REQUIREMENT 1
According to the patch email, which version of GCC is the planned fix for iterating over masked and non-masked modes targeted at?
REQUIREMENT 2
Using the patch email, explain why loop masking is not profitable for an in-order reduction.
REQUIREMENT 3
Resume the GCC patch email, picking up right after its last line.

GIVEN TEXT
> -----Original Message-----
> From: Richard Biener <[email protected]>
> Sent: Thursday, January 22, 2026 9:16 PM
> To: [email protected]
> Cc: [email protected]; Liu, Hongtao
> <[email protected]>
> Subject: [PATCH] Avoid selecting masked epilogs for in-order reduction
> vectorization
> 
> When masking an in-order reduction we are applying the mask with a
> COND_EXPR followed by an in-order accumulation of all elements, including
> the masked ones.  That makes loop masking not profitable.
> 
> Ideally we'd apply this logic to all loops, even when masking is selected via 
> --
> param vect-partial-vector-usage=2 but the current way we iterate over modes
> (and opt-out of cost compares) does not allow do iterate over masked vs.
> non-masked, so that does not work.
> I plan to fix that for GCC 17, for now this fixes a regression for tagets 
> opting in
> to avx512_masked_epilogues.
> 
> Bootstrap and regtest running on x86_64-unknown-linux-gnu.  OK for trunk?
Ok, The plan of vect compare cost being able to iterate over masked vs 
non-masked sounds great.
> 
> Thanks,
> Richard.
> 
>       * config/i386/i386.cc (ix86_vector_costs::finish_cost):
>       Avoid selecting masked epilogs for in-order reductions.
> 
>       * gcc.dg/vect/costmodel/x86_64/costmodel-vect-epil-1.c: New
>       testcase.
> ---
>  gcc/config/i386/i386.cc                       | 20 +++++++
>  .../costmodel/x86_64/costmodel-vect-epil-1.c  | 58 +++++++++++++++++++
>  2 files changed, 78 insertions(+)
>  create mode 100644
> gcc/testsuite/gcc.dg/vect/costmodel/x86_64/costmodel-vect-epil-1.c
> 
> diff --git a/gcc/config/i386/i386.cc b/gcc/config/i386/i386.cc index
> a3d0f7cb649..42ae9ccb051 100644
> --- a/gcc/config/i386/i386.cc
> +++ b/gcc/config/i386/i386.cc
> @@ -26572,6 +26572,12 @@ ix86_vector_costs::finish_cost (const
> vector_costs *scalar_costs)
>             > ceil_log2 (LOOP_VINFO_INT_NITERS (loop_vinfo))))

INFORMATION SUPPLIED
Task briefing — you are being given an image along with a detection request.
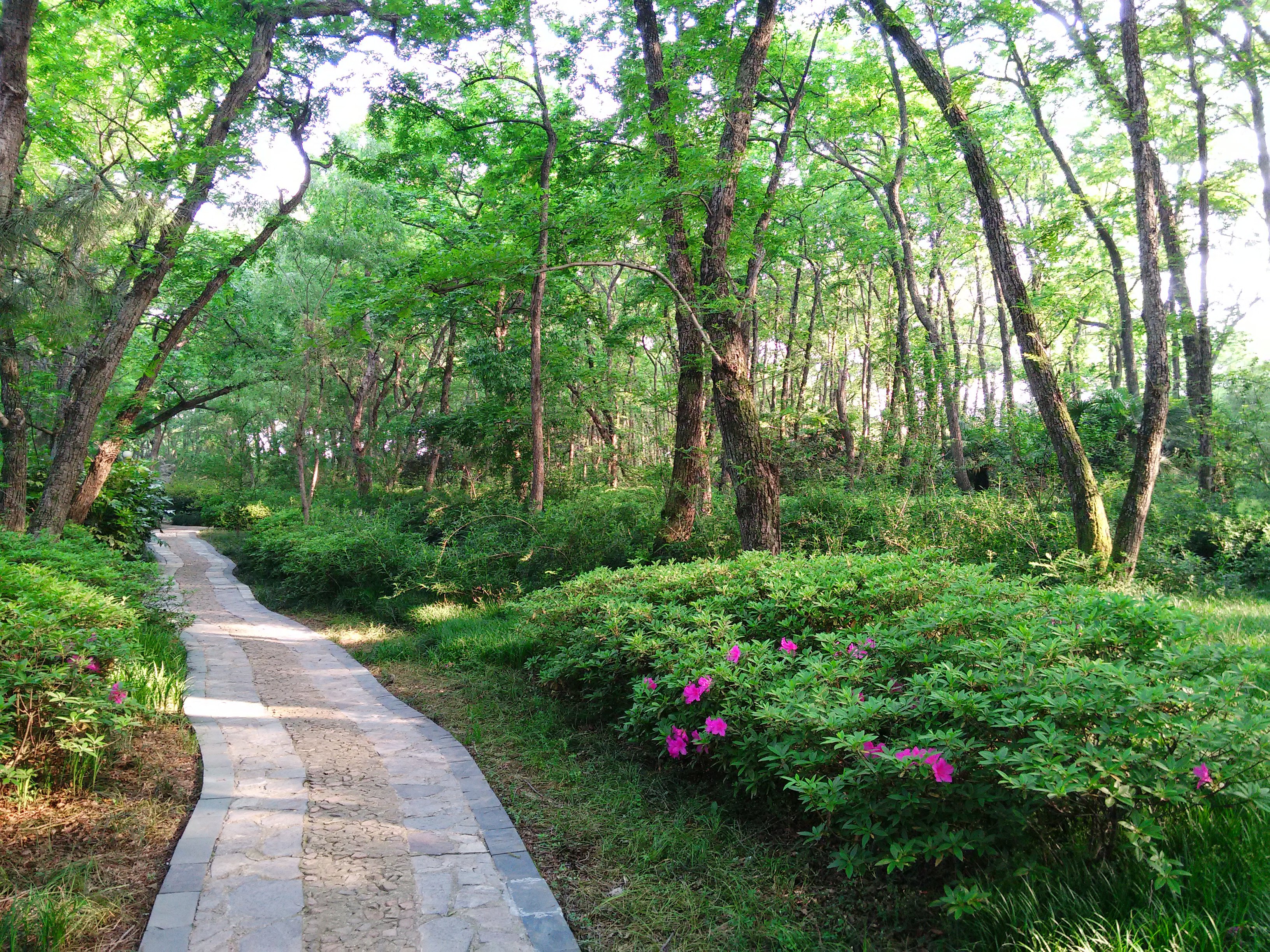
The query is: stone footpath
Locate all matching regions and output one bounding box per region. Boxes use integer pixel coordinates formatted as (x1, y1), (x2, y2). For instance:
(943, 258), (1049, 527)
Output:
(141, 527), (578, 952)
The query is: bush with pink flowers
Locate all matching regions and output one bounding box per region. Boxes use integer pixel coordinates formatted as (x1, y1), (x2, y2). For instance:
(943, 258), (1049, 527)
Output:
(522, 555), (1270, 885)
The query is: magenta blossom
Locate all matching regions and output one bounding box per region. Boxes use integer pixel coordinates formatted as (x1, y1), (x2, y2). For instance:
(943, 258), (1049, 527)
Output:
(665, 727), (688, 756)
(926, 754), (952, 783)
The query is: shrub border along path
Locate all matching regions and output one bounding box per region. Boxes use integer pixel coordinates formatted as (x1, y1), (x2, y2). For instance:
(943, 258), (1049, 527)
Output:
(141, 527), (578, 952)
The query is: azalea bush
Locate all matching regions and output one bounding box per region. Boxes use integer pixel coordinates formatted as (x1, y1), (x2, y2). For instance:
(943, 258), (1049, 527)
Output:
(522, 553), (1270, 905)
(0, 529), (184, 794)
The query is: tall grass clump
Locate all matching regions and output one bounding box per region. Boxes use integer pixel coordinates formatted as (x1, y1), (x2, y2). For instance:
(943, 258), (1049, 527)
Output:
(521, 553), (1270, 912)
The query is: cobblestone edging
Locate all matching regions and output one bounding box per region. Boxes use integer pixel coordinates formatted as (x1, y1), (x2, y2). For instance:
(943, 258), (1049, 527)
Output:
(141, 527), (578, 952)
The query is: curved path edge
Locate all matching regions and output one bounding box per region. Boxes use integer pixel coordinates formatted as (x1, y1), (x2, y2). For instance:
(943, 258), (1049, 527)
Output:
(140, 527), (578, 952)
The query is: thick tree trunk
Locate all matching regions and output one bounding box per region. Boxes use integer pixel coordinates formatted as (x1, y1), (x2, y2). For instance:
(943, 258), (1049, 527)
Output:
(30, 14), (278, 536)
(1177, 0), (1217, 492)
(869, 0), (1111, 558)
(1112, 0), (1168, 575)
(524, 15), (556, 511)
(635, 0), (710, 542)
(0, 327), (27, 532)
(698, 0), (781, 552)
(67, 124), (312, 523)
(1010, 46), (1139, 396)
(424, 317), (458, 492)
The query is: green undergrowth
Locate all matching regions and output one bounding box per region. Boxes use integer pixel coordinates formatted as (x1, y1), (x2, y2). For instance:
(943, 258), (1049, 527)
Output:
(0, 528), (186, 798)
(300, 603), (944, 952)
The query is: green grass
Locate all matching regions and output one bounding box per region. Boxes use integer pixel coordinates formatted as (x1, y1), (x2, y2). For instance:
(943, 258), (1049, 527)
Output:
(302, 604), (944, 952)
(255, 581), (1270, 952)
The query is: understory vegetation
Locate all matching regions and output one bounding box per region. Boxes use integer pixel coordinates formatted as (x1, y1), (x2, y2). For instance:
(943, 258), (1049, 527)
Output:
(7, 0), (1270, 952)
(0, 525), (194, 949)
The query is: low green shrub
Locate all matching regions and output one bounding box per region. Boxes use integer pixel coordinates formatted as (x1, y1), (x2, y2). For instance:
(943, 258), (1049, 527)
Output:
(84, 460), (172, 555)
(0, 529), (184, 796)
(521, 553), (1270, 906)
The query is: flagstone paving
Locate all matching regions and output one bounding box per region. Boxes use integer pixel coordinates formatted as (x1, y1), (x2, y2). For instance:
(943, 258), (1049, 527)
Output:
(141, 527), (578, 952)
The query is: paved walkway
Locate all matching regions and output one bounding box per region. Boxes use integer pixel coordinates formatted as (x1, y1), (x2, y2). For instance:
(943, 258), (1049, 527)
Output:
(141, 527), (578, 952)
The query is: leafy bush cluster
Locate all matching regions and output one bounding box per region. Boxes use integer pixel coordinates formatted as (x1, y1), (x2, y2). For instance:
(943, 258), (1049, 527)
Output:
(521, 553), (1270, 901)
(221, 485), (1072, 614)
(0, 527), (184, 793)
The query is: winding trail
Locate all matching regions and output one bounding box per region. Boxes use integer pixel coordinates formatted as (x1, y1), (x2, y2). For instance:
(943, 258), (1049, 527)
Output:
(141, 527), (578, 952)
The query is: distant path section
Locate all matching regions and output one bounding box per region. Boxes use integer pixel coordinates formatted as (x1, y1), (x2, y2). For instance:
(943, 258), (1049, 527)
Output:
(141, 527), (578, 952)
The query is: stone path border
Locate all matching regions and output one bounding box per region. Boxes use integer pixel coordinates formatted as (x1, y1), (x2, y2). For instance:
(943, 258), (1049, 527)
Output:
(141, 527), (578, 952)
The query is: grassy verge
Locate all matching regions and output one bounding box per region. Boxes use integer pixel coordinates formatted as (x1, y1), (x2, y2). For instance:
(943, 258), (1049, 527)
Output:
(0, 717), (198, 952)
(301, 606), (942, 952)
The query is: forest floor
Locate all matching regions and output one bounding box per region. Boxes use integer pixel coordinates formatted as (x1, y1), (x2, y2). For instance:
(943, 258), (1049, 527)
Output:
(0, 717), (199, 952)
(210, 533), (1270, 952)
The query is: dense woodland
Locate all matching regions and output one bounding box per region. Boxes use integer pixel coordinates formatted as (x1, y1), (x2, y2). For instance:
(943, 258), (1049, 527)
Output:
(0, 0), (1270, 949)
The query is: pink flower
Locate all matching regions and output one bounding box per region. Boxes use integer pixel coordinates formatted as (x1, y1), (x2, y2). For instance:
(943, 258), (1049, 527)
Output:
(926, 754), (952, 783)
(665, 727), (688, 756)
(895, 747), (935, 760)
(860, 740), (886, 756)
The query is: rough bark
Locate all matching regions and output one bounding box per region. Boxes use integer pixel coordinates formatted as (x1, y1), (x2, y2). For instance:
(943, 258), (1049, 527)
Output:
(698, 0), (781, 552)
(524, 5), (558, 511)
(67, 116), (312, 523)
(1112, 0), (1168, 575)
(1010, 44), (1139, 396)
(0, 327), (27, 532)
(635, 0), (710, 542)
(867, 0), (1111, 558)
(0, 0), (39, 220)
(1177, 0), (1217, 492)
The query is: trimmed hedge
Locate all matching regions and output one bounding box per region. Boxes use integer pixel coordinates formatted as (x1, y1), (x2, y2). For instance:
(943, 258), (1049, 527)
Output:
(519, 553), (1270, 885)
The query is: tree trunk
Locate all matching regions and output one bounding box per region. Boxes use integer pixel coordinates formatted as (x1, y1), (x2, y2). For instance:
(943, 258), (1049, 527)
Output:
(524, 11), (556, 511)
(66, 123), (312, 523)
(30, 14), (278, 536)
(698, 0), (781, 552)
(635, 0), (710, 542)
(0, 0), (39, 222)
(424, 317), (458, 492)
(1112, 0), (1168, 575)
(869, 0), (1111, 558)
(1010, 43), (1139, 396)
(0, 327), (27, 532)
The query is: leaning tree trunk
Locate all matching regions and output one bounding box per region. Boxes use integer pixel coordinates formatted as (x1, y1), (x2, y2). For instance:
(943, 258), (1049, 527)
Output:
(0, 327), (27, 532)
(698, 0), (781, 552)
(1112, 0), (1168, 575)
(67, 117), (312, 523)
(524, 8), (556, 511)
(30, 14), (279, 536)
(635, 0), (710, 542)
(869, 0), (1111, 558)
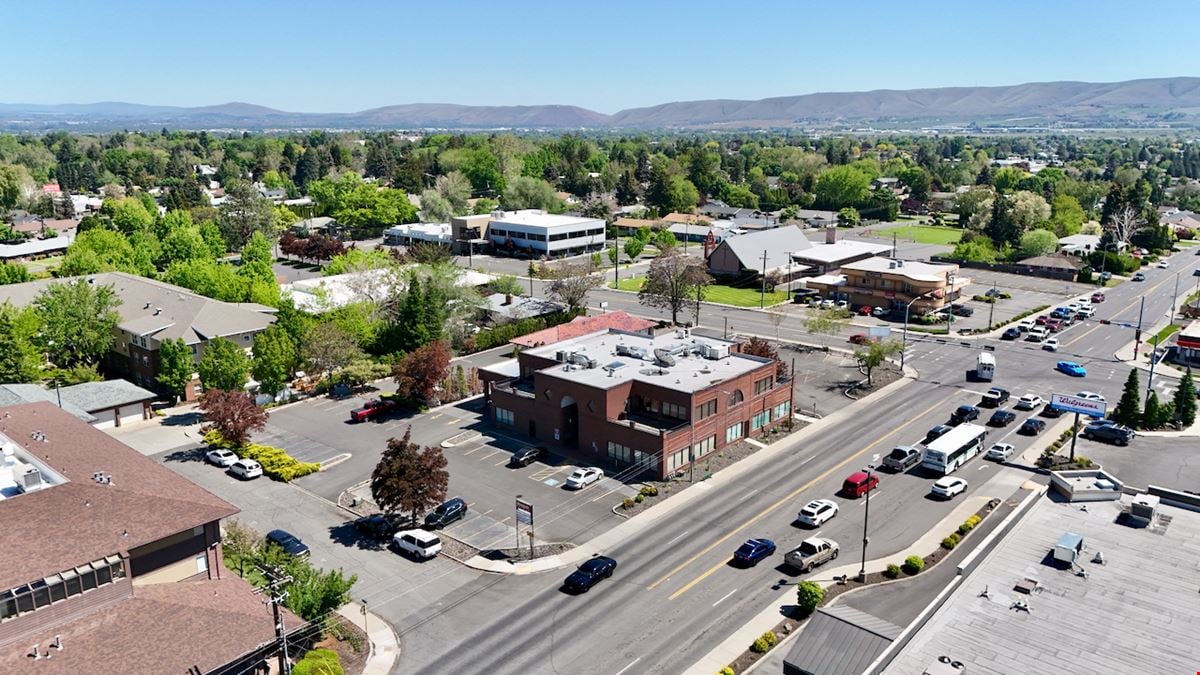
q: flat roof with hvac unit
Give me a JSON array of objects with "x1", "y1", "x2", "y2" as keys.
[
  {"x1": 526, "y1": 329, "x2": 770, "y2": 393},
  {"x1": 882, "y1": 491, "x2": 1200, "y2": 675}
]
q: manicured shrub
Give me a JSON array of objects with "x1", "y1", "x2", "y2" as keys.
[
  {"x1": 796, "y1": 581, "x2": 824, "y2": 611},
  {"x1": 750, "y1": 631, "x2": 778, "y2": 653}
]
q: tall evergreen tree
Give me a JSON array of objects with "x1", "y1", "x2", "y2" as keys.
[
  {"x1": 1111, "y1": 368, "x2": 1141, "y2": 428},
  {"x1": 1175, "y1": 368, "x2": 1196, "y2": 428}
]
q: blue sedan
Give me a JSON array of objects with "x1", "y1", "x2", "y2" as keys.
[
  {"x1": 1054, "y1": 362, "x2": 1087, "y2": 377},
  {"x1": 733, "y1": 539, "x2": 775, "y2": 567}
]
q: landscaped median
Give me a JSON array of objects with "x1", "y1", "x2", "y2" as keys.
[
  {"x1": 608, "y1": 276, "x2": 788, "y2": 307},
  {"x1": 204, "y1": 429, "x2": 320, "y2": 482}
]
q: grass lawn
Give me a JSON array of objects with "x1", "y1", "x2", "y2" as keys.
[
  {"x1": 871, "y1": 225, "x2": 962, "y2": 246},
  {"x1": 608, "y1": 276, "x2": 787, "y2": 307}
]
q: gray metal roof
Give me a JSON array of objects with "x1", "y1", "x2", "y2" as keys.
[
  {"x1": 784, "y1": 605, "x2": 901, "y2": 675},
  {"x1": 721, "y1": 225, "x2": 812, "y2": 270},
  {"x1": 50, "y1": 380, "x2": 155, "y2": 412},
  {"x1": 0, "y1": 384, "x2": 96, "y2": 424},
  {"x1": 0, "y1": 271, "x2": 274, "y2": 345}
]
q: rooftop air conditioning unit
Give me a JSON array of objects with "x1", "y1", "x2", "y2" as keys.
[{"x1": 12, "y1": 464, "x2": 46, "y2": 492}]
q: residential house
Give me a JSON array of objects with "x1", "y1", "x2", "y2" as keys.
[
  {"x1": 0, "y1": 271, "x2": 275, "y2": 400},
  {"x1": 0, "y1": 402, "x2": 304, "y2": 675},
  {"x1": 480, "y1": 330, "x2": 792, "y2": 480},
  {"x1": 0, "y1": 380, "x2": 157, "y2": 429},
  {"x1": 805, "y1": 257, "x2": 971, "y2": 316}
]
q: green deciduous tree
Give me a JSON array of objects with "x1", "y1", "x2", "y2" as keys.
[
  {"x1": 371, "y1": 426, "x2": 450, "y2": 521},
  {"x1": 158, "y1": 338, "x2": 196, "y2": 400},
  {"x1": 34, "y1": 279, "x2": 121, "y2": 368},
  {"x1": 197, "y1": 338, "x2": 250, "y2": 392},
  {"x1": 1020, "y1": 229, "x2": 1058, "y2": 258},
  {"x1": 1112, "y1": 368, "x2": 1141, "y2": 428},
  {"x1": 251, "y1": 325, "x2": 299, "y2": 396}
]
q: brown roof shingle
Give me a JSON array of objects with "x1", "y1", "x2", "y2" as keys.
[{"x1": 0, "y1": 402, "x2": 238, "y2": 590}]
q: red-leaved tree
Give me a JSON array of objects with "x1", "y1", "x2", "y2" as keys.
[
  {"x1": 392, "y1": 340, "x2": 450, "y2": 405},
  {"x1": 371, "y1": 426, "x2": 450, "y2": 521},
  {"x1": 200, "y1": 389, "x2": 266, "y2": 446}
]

WRITTEN RESPONSE 1
GCC 17.

WRITTEN RESPONSE 2
When an in-order reduction is masked, the mask is applied with a COND_EXPR, and then all elements, including the masked ones, are accumulated in order. Because the masked elements are still processed in that accumulation, masking the loop does not pay off.

WRITTEN RESPONSE 3
>       m_costs[vect_body] = INT_MAX;
> 
> +      /* We'd like to avoid using masking if there's an in-order reduction
> +      to vectorize because that will also perform in-order adds of
> +      masked elements (as neutral value, of course) here, but there
> +      is currently no way to indicate to try un-masked with the same
> +      mode.  */
> +
>        bool any_reduc_p = false;
>        for (int i = 0; i != X86_REDUC_LAST; i++)
>       if (m_num_reduc[i])
> @@ -26687,6 +26693,20 @@ ix86_vector_costs::finish_cost (const
> vector_costs *scalar_costs)
>                 }
>             }
>         }
> +      /* Avoid using masking if there's an in-order reduction
> +      to vectorize because that will also perform in-order adds of
> +      masked elements (as neutral value, of course).  */
> +      if (!avoid)
> +     {
> +       for (auto inst : LOOP_VINFO_SLP_INSTANCES (loop_vinfo))
> +         if (SLP_INSTANCE_KIND (inst) == slp_inst_kind_reduc_group
> +             && (vect_reduc_type (loop_vinfo, SLP_INSTANCE_TREE (inst))
> +                 == FOLD_LEFT_REDUCTION))
> +           {
> +             avoid = true;
> +             break;
> +           }
> +     }
>        if (!avoid)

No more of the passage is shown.